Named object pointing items
^^^^

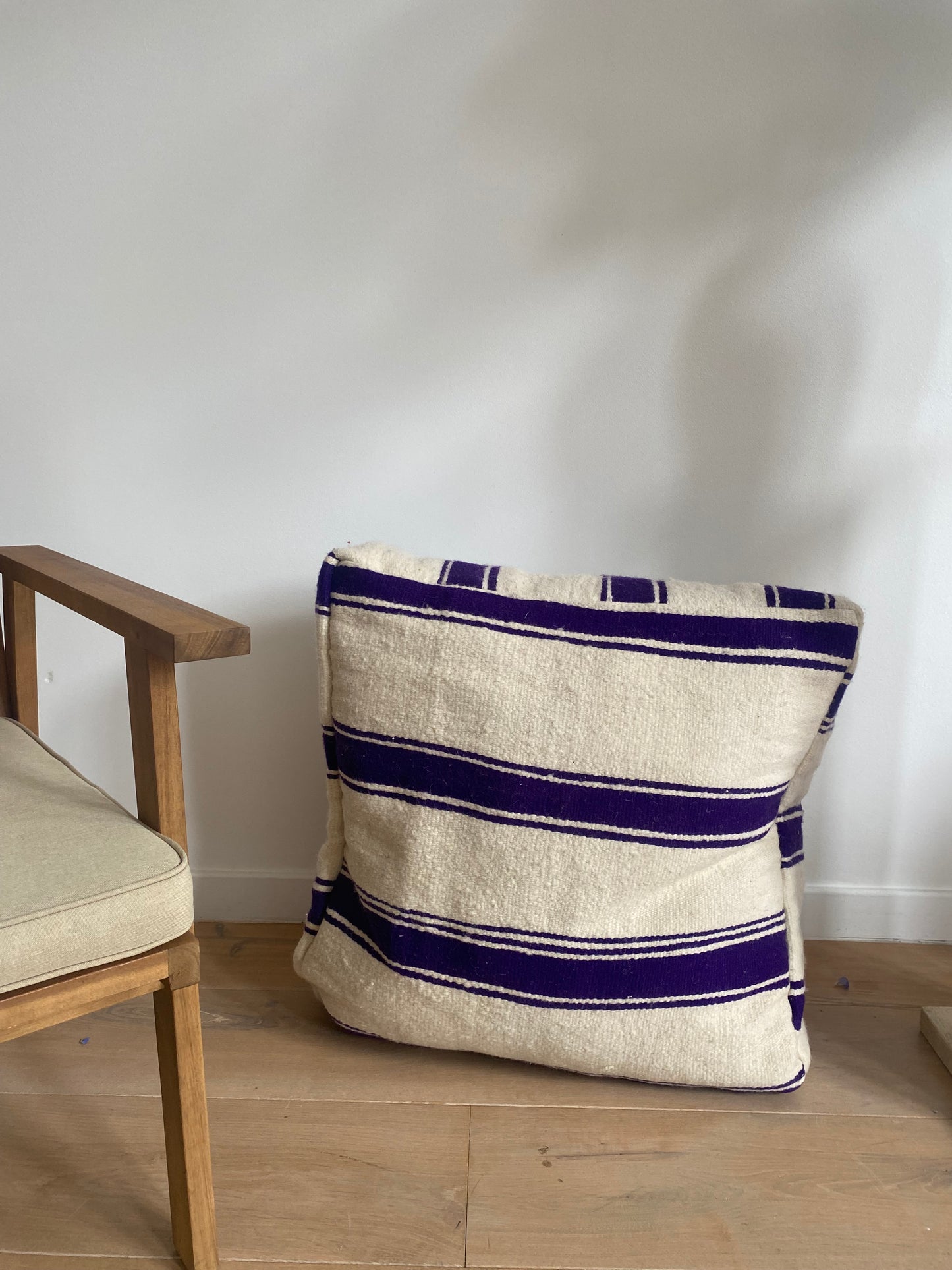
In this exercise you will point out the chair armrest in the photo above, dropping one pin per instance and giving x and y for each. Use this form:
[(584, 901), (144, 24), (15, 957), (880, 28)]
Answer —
[(167, 627)]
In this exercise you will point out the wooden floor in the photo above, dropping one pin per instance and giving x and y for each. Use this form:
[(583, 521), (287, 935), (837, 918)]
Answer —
[(337, 1148)]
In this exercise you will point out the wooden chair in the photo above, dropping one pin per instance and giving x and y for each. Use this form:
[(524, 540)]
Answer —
[(157, 631)]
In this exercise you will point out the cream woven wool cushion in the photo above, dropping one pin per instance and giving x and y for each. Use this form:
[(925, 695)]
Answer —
[(82, 882), (565, 817)]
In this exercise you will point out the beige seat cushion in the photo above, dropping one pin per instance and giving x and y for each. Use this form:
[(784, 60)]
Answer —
[(82, 882)]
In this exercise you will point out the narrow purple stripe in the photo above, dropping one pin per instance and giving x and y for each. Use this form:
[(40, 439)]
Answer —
[(574, 831), (790, 835), (608, 940), (737, 969), (362, 733), (408, 770), (761, 635), (325, 579), (800, 663)]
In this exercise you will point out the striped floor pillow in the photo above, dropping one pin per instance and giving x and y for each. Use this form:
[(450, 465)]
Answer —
[(565, 819)]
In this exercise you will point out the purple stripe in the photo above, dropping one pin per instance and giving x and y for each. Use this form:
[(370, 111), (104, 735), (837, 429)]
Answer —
[(800, 663), (608, 940), (797, 1000), (793, 597), (325, 585), (361, 733), (357, 1031), (632, 591), (574, 831), (735, 971), (754, 634), (319, 901), (794, 1083), (837, 699), (639, 813), (464, 574), (609, 948), (790, 835)]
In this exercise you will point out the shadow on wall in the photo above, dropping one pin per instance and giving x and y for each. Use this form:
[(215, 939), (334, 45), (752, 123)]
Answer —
[(250, 727), (709, 156), (720, 138)]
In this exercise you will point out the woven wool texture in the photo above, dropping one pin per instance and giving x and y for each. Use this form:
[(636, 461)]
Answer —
[(565, 819)]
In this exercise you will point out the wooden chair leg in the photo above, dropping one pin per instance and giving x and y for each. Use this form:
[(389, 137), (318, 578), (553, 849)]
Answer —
[(186, 1115)]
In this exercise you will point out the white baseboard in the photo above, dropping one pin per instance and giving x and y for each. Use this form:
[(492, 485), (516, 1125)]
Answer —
[(252, 894), (841, 912), (831, 912)]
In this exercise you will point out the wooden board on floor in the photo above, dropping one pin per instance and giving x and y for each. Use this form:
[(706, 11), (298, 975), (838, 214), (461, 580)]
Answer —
[(936, 1026), (560, 1186), (294, 1182), (879, 974), (282, 1045)]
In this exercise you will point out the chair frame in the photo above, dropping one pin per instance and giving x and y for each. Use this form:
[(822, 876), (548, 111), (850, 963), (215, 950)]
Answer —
[(159, 631)]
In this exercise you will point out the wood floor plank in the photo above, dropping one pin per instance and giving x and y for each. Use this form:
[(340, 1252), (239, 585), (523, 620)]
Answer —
[(52, 1261), (248, 954), (880, 974), (565, 1186), (294, 1182), (282, 1045)]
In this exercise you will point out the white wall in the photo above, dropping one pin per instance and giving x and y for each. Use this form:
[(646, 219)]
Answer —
[(642, 287)]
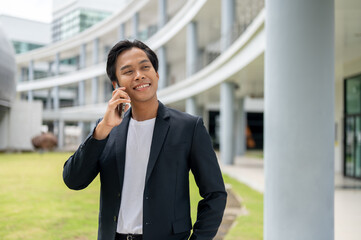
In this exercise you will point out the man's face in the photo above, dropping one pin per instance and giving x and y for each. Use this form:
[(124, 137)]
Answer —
[(136, 73)]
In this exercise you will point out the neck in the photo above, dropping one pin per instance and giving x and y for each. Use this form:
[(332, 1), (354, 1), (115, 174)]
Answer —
[(144, 111)]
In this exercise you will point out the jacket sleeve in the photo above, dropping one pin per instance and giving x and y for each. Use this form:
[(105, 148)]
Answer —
[(83, 166), (207, 174)]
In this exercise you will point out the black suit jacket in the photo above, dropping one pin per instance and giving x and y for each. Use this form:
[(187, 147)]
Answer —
[(180, 143)]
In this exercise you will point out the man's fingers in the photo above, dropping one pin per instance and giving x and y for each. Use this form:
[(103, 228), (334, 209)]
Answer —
[(116, 102), (120, 94), (118, 89)]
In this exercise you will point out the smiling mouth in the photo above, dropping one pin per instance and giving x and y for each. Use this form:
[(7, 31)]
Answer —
[(142, 86)]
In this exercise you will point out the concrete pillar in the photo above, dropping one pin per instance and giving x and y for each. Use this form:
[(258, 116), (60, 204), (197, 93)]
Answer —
[(121, 32), (81, 84), (48, 100), (31, 78), (81, 125), (227, 116), (95, 79), (192, 49), (23, 74), (162, 13), (61, 134), (162, 56), (191, 63), (299, 120), (241, 124), (191, 106), (135, 25), (228, 18)]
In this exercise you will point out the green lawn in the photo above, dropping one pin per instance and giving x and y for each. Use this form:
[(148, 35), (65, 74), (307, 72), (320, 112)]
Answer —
[(249, 226), (35, 203)]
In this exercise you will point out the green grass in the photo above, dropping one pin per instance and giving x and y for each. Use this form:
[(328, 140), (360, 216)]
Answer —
[(249, 226), (36, 204)]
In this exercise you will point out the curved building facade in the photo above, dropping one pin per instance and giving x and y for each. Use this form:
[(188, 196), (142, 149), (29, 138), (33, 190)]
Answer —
[(297, 63), (212, 63), (7, 71)]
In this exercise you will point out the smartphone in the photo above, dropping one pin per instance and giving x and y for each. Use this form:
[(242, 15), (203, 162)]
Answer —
[(121, 109)]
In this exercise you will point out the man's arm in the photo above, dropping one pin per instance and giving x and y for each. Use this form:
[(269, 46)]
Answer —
[(206, 171), (82, 167)]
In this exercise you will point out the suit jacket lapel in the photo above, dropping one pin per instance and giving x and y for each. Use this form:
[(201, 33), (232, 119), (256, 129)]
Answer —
[(159, 134), (121, 133)]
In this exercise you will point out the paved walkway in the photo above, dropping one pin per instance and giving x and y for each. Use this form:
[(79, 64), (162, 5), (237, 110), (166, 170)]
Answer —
[(347, 195)]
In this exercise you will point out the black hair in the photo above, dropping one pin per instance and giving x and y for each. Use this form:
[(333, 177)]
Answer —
[(126, 45)]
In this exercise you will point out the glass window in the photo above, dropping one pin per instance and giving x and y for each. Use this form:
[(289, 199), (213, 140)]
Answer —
[(353, 97)]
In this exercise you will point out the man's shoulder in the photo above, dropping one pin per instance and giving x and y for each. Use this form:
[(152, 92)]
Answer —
[(181, 116)]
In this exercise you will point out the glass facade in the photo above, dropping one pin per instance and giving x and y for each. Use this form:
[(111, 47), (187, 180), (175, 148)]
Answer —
[(75, 22), (352, 124), (21, 47)]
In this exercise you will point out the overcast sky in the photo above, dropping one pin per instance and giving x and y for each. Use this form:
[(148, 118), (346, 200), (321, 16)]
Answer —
[(39, 10)]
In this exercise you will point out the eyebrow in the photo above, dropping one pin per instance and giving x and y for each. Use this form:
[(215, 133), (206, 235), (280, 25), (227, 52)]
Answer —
[(128, 66)]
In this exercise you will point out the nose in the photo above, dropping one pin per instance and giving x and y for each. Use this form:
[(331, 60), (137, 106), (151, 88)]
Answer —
[(139, 75)]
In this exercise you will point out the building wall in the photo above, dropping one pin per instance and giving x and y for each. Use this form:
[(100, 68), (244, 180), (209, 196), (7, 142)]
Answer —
[(25, 120)]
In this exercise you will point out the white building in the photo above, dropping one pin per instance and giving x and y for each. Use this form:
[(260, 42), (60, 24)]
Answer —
[(21, 33), (223, 58)]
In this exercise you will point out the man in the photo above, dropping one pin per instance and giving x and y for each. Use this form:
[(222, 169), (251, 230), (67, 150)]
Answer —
[(144, 159)]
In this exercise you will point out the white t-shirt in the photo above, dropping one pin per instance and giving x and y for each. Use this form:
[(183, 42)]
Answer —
[(140, 133)]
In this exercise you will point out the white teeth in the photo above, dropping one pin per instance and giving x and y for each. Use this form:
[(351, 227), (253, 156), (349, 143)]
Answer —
[(142, 86)]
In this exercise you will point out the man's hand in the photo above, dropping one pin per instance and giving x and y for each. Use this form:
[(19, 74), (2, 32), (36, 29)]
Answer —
[(112, 117)]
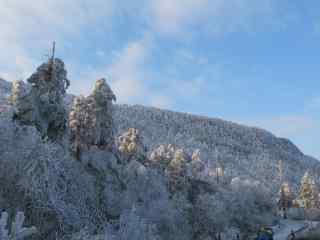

^^^^

Exercise instructions: Collect every line of the items above that contains the word "wooden", and copy each one in full.

Solution to this exercise:
In this exercise you will point out the wooden floor in the photo above, dropping one pin per instance and giving x and y for each. Use this form:
In this exercise you will point out the wooden chair in the photo above, dropping one pin per instance and giving x and y for each. Use this form:
In this exercise you will point out the wooden chair leg in the photo above, dropping one pin per instance and giving x and y for each. Use this form:
In this exercise you will point out the wooden board on floor in the photo above, dropping one pin per instance and giving x and y for each. Use this form:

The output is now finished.